DIRECTIONS
Please write the next part of the mailing-list message on weaving in Dante and Leonardo, picking up right after its final sentence.

EXCERPT PROVIDED

■ ■ ■ ■

[NetBehaviour] Bluejay

Max Herman maxnmherman at hotmail.com
Sat Jul 3 21:18:02 CEST 2021


Hi Alan,

I like your photo and phrasing here!  The line of soil reminded me of the water horizon in the Mona Lisa, which I've been studying as it is a bit unusual.

Not sure if this is part of your poem, but I've been looking at weaving as a motif and theme in Dante and Leonardo (possibly linked) and found the very interesting, to me anyway, etymological factoid that "technology" and "text" both derive from the Proto-Indo-European "teks-" which means "to weave."  Dante references the Fates and spinning often, and situates an allegorical garment associated with Circe in a central dream sequence of the Commedia (Purgatorio 19.1-33).  The dream is a little difficult to parse, with some incongruent elements and very unpleasant undertones of medieval misogyny, and might signify little more than Dante's own ambivalence or contempt toward romantic love.  I believe that Leonardo may have reinterpreted the dream sequence with some interesting and worthwhile revisions.

■ ■ ■ ■

GIVEN RECORDS
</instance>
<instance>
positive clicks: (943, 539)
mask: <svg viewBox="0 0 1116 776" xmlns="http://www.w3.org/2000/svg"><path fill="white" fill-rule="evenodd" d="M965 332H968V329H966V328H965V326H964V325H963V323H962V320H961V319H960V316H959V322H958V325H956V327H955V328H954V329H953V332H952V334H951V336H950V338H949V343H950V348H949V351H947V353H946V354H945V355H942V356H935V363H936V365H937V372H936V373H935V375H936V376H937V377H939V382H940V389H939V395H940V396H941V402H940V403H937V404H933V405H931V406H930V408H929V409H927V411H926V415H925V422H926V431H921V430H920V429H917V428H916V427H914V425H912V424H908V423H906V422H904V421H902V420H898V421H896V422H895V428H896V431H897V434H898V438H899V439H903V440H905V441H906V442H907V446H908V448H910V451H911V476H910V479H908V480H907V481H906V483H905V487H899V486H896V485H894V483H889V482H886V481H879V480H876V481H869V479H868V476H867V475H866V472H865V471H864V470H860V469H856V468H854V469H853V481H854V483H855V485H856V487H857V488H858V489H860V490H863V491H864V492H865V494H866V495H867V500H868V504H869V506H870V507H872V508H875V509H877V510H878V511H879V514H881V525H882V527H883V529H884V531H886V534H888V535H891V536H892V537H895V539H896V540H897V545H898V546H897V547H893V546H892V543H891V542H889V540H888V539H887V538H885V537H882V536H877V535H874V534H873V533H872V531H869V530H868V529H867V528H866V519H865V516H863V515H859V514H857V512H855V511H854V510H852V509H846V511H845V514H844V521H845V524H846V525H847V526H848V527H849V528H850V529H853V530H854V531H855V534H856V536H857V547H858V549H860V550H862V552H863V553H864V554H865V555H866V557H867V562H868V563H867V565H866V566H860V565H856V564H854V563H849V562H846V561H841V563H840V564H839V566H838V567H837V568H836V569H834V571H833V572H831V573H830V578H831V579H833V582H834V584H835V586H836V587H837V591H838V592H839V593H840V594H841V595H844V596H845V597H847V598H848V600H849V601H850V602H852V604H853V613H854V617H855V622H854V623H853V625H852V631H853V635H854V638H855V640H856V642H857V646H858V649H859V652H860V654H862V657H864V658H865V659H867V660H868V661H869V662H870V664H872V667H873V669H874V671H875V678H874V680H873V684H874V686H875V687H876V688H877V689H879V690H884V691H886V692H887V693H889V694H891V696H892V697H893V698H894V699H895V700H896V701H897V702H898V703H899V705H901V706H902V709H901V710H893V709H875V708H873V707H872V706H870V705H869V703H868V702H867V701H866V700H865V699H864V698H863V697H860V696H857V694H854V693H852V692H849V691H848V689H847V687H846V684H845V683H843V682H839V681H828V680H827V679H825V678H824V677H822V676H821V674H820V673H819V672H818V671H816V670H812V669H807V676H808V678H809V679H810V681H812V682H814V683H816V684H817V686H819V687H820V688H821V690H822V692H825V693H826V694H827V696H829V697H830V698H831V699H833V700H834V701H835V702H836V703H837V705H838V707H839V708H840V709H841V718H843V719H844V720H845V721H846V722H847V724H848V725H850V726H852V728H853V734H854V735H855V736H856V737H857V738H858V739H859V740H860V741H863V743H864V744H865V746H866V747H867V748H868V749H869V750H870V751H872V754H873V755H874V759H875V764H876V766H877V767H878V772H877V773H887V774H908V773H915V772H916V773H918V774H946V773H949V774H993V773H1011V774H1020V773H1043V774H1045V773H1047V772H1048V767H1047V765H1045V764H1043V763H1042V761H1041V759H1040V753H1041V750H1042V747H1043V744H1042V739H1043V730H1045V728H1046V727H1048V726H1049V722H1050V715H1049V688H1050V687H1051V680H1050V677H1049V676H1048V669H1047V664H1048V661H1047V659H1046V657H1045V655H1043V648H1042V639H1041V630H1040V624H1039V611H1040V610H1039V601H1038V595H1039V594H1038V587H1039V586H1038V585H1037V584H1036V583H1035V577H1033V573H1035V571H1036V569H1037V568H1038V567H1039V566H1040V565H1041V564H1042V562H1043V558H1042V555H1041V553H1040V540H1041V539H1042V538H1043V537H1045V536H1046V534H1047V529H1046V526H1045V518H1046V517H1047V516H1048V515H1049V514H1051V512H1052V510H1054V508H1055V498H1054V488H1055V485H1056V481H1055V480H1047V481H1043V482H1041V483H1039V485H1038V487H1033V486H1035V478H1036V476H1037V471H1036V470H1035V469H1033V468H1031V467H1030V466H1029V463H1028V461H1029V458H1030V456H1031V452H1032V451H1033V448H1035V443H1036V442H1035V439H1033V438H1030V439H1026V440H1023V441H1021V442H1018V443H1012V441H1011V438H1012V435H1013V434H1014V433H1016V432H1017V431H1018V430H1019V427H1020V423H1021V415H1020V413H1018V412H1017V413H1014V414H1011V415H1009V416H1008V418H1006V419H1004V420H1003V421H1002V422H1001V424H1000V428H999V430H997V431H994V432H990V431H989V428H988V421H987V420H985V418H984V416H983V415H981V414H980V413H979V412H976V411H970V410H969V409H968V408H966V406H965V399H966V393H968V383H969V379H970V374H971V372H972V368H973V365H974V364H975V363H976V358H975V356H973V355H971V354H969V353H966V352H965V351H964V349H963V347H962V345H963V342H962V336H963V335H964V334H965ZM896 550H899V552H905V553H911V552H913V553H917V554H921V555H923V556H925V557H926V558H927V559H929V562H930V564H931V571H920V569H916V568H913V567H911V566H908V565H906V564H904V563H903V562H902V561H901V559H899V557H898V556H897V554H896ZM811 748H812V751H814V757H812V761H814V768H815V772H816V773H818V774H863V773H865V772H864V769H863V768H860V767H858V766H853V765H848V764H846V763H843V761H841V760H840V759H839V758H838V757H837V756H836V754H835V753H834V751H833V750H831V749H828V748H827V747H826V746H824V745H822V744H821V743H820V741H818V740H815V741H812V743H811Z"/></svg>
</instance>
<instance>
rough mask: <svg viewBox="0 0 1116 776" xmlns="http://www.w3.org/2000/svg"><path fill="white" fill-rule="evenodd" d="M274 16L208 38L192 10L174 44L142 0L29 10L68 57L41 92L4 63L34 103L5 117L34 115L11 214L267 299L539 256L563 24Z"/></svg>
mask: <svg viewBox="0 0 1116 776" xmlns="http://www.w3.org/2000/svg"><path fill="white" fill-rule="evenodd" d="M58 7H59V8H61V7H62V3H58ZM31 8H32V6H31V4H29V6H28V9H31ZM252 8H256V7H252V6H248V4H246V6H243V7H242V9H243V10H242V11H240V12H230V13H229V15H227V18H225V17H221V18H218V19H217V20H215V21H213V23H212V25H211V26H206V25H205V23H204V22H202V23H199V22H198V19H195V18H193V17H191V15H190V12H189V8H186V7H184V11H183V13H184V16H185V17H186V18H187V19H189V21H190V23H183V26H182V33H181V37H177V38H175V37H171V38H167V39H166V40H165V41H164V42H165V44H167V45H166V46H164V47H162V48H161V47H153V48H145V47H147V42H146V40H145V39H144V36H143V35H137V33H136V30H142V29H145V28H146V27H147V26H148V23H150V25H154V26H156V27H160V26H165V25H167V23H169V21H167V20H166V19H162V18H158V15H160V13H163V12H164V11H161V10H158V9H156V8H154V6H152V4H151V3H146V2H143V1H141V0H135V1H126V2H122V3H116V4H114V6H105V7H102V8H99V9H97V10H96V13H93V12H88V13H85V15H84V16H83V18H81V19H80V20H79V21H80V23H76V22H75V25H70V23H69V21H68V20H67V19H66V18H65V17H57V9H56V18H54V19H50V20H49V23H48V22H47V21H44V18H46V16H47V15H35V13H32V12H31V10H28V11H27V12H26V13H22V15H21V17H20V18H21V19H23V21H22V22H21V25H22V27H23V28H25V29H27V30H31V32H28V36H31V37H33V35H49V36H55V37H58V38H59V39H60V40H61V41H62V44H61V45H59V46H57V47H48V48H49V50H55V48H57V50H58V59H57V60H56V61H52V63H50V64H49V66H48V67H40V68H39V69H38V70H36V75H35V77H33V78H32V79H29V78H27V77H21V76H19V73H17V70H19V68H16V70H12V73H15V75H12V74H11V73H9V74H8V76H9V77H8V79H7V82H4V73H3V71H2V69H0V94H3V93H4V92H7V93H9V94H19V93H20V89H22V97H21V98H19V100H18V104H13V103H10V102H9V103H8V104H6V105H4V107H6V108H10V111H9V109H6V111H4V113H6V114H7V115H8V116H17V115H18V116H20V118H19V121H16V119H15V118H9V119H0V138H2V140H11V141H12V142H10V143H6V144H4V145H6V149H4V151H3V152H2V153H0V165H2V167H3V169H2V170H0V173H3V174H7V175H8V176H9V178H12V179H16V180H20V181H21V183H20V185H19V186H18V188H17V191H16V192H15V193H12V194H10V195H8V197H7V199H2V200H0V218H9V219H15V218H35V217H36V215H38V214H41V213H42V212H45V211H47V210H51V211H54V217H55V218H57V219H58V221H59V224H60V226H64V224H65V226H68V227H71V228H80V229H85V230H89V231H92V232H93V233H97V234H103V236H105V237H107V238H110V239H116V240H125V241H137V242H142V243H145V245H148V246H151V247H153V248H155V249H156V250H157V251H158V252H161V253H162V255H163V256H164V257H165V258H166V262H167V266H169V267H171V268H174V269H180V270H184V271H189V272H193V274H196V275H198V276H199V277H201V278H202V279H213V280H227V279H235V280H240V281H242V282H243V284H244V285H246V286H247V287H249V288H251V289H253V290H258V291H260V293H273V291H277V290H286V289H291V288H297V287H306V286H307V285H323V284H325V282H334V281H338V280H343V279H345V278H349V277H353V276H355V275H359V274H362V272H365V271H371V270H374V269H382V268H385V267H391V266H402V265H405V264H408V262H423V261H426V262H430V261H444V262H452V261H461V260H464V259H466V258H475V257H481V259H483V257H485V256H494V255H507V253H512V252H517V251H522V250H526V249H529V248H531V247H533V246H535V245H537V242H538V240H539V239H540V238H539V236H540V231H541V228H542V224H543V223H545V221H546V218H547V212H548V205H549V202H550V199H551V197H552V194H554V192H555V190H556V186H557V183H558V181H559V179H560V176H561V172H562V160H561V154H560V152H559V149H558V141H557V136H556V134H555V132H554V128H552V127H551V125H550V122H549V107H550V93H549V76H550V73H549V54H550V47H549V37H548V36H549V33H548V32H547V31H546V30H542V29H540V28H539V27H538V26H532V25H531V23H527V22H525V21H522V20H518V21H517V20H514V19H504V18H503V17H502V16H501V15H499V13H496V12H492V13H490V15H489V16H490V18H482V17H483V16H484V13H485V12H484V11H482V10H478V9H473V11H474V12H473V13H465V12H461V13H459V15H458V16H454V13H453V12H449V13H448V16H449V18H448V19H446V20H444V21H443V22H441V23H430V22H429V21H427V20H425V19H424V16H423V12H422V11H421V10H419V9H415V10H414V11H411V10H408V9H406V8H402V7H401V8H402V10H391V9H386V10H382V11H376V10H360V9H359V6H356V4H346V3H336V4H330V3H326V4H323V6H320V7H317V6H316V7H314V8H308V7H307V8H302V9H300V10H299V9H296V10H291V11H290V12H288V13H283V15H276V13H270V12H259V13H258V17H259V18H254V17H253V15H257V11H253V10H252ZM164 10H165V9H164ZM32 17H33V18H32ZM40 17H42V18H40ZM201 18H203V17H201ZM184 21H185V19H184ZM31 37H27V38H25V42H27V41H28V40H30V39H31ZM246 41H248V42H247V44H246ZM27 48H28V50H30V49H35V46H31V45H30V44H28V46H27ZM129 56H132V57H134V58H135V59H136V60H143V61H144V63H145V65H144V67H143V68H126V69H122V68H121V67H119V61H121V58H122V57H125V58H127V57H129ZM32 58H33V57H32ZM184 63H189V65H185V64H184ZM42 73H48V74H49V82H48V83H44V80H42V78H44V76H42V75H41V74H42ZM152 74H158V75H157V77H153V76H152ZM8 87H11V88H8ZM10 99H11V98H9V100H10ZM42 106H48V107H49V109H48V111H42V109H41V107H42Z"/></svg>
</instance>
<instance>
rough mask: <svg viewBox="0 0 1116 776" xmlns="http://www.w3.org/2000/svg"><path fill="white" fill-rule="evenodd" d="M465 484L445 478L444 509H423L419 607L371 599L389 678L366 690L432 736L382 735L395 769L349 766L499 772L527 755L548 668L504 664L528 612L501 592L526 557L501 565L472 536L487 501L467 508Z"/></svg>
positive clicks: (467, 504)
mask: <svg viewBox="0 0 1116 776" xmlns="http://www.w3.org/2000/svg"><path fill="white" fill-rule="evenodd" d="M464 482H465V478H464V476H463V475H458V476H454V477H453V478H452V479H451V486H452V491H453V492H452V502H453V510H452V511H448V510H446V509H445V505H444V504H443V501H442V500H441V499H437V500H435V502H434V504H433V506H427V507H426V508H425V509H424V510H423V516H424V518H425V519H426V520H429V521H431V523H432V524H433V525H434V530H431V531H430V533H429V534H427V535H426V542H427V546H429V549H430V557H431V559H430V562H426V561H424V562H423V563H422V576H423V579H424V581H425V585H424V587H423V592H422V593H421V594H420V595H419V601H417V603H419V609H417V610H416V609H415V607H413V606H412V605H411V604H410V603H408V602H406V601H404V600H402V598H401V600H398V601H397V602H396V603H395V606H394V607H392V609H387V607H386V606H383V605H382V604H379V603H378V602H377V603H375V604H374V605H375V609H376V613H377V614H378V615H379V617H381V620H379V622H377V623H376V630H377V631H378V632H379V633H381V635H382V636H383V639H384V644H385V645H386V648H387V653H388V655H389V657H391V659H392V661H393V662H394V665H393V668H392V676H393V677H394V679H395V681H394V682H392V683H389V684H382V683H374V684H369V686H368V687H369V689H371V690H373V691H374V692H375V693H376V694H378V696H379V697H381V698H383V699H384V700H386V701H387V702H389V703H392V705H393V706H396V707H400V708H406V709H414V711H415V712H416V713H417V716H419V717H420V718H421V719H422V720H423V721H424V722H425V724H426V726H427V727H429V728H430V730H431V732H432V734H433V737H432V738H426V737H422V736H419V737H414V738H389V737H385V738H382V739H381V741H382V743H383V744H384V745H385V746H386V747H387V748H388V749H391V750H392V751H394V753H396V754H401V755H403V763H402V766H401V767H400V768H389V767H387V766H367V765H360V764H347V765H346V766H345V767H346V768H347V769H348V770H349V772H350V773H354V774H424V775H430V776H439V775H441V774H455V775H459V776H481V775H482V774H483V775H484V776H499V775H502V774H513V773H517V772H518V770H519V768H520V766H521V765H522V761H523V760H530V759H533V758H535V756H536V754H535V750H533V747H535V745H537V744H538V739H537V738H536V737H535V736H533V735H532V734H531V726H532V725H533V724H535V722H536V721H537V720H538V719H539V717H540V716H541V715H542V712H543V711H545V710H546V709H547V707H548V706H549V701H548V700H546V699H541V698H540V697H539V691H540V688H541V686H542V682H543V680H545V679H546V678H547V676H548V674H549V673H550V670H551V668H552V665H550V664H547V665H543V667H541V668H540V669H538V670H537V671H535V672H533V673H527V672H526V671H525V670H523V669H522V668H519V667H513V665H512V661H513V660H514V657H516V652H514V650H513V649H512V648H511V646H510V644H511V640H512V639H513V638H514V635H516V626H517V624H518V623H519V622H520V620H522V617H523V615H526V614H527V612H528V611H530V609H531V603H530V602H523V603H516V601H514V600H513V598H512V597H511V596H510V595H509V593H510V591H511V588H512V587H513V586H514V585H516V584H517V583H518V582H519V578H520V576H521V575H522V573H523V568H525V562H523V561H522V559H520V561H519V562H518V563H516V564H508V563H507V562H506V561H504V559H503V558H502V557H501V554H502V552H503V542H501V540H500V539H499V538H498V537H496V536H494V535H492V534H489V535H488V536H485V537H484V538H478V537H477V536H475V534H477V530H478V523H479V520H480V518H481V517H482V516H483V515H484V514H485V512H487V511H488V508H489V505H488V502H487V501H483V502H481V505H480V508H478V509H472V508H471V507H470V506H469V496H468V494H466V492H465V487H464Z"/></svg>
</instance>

■ ■ ■ ■

RESPONSE TO THE TASK
Re birds I was given a copy of Jennifer Ackerman's 2016 book on bird intelligence this summer and have been meaning to read it.  The cover illustration may be a type of jay, not sure, and the first illustration is of a finch or sparrow perhaps drinking from a human-made vessel similar to what motivated me to write a song in 2019.  The book says,

"[T]he avian brain had no cortex like ours, where all the 'smart' stuff happens.  Birds had minimal noggins for good reason, we thought: to allow for airborne ways; to defy gravity; to hover, arabesque, dive, soar for days on end, migrate thousands of miles, and maneuver in tight spaces.  For their mastery of air, it seemed, birds paid a heavy cognitive penalty.
"A closer look has taught us otherwise.  Birds do indeed have brains very different from our own--and no wonder.  Humans and birds have been evolving independently for a long time, since our last common ancestor more than 300 million years ago.  But some birds, in fact, have relatively large brains for their body size, just as we do.  Moreover, when it comes to brainpower, size seems to matter less than the number of neurons, where they're located, and how they're connected.  And some bird brains, it turns out, pack very high numbers of neurons where it counts, with densities akin to those found in primates, and links and connections much like ours.  This may go a long way toward explaining why certain birds have such sophisticated cognitive abilities....
"News has arrived that songbirds learn their songs the way we learn languages and pass these tunes along in rich cultural traditions that began tens of millions of years ago, when our primate ancestors were still scuttling about on all fours."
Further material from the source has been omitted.